Excerpt to read ->
Persisting Android’s Parcelables to Android Arch Components’ Room DB
In most Android applications, you have data objects that you want to persist for a short time in case the application is killed off by the OS because of memory resource issues. In the past, an Activity/Fragment’s InstanceState was abused to do this, but this caused OS slowdowns and jankiness because restoring instance state is done on the UI thread and large amounts of it caused jankiness to the UI (this was addressed in Android 7.x by the OS checking for more than 512KB of instance state and throwing a TransactionTooLarge exception).
An alternative location for persistent storage is in SharedPreferences, but a better place is in a SQLite DB so you can add extra metadata to the Parcelable to track things like expiration time, etc. We can do this using the Arch Components’ Room DB. First, lets create a Room table:
@Entity(tableName = "parcelized_data")
class Parcelized internal constructor(
@field:ColumnInfo(name = "id")
@field:PrimaryKey
val id: String, @field:ColumnInfo(name = "creationTimestamp")
val creationDateTime: Long, @field:ColumnInfo(name = "expiresTimestamp")
val expiresDateTime: Long?, @field:ColumnInfo(name = "data", typeAffinity = ColumnInfo.BLOB)
val data: ByteArray)The expiration time stamp gives us a way to purge old data from the DB. The data column lets us store a binary blob (SharedPreferences can only support strings so this saves us a little space compared to using SharedPreferences. Saving creation time is good practice for any table so you can easily see when something was written to a DB. Finally, the ID is how you would reference this object and is used for the primary key so you can’t have duplicate IDs.
Next we’ll create an API to access this table using Room’s DAO support. As you can see, it’s fairly simple to add CRUD support (deletion of multiple objects is done in a transaction for best practice as well, but is not strictly needed in this case), including support for the expiration date:
@Dao
interface ParcelizedDao {
@Insert(onConflict = OnConflictStrategy.REPLACE)
fun saveParcelized(parcelized: Parcelized)
@Query("SELECT * FROM parcelized_data WHERE id = :id")

Dataset ->

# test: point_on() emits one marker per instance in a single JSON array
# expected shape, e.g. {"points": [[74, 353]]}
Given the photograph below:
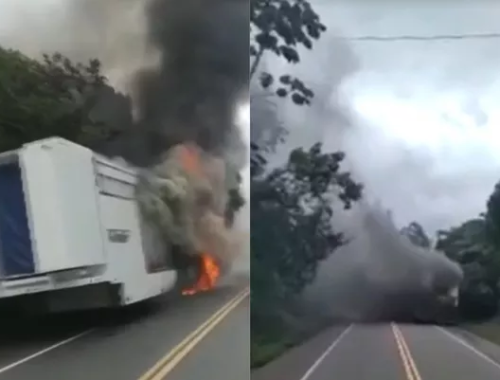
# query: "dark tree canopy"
{"points": [[291, 222], [51, 97]]}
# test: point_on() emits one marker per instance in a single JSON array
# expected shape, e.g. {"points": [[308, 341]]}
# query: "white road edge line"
{"points": [[467, 345], [318, 361], [44, 351]]}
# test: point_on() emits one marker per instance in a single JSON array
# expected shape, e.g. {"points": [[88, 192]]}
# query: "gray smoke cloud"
{"points": [[378, 274], [185, 66]]}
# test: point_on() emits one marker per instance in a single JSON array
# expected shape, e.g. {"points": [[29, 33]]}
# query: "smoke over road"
{"points": [[378, 274], [185, 65]]}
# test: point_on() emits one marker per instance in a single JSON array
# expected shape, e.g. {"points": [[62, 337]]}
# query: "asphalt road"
{"points": [[389, 352], [142, 343]]}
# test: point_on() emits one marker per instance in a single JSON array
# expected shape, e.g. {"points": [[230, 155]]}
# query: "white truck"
{"points": [[71, 233]]}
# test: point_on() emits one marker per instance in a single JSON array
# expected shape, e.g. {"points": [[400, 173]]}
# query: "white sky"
{"points": [[425, 137]]}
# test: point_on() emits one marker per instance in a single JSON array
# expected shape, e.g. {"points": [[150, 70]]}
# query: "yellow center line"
{"points": [[409, 365], [166, 364]]}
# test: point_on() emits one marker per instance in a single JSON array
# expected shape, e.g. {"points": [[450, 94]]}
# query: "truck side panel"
{"points": [[15, 240], [62, 201]]}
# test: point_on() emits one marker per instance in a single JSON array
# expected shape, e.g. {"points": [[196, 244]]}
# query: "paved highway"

Exercise -> Write out the stretch of the Room article from "class Parcelized internal" through "typeAffinity = ColumnInfo.BLOB)" again, swapping "creationTimestamp" for "createdTimestamp". Work only from the Room article, not from the material.

Problem solution ->
class Parcelized internal constructor(
@field:ColumnInfo(name = "id")
@field:PrimaryKey
val id: String, @field:ColumnInfo(name = "createdTimestamp")
val creationDateTime: Long, @field:ColumnInfo(name = "expiresTimestamp")
val expiresDateTime: Long?, @field:ColumnInfo(name = "data", typeAffinity = ColumnInfo.BLOB)